======== LISTED ENTRIES
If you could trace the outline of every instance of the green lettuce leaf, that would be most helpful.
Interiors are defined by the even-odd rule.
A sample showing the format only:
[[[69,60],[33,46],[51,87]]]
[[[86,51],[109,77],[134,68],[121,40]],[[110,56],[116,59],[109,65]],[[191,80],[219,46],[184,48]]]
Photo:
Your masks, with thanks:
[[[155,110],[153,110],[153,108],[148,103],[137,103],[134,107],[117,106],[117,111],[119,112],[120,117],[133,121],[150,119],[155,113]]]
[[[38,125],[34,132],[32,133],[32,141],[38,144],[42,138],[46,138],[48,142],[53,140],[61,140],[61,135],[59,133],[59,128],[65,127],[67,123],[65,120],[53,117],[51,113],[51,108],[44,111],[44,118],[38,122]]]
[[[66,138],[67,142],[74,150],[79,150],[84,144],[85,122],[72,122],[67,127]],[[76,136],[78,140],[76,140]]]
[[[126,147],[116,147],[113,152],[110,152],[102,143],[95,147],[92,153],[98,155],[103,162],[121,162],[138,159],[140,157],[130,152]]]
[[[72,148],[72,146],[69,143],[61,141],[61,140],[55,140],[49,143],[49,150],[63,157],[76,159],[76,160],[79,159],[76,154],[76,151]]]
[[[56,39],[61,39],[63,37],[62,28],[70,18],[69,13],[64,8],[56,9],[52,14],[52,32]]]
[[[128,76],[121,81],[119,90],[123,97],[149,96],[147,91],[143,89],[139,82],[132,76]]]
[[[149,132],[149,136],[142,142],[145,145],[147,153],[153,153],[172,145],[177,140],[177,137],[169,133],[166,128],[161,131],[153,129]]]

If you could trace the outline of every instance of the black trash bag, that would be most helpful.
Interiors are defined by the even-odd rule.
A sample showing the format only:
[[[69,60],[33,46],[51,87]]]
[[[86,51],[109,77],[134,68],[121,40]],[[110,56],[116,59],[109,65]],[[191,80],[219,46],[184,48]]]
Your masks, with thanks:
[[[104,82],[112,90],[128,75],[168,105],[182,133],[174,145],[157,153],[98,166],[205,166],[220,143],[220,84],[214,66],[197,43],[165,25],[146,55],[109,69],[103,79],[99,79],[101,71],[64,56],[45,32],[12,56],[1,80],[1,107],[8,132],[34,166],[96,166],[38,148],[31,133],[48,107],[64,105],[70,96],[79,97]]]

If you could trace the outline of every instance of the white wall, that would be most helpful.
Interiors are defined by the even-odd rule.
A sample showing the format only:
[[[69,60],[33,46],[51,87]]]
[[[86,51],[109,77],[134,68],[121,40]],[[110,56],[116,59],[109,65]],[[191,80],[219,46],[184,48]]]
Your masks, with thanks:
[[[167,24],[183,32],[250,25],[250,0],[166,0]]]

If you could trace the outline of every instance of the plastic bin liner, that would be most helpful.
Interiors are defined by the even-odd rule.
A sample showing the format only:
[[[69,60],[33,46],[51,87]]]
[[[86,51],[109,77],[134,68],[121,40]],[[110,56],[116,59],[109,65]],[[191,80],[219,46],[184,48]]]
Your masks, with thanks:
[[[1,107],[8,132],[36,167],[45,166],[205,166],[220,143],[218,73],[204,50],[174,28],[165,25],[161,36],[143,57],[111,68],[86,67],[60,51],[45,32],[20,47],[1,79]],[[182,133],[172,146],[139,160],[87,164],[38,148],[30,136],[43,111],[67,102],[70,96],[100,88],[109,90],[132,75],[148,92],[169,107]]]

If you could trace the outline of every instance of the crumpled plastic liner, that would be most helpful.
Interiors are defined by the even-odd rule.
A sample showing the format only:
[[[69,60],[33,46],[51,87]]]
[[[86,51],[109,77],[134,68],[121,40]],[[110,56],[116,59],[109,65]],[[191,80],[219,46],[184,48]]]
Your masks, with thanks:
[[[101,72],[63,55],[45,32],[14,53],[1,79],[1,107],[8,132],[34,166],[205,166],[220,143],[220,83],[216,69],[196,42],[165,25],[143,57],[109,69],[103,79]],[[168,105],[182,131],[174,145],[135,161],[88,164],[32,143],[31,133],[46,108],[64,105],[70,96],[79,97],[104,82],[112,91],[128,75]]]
================
STATED GOAL:
How many lines of the items above contain the string "most"? Case counts. Reply with the number only.

OUTPUT OF THE TASK:
5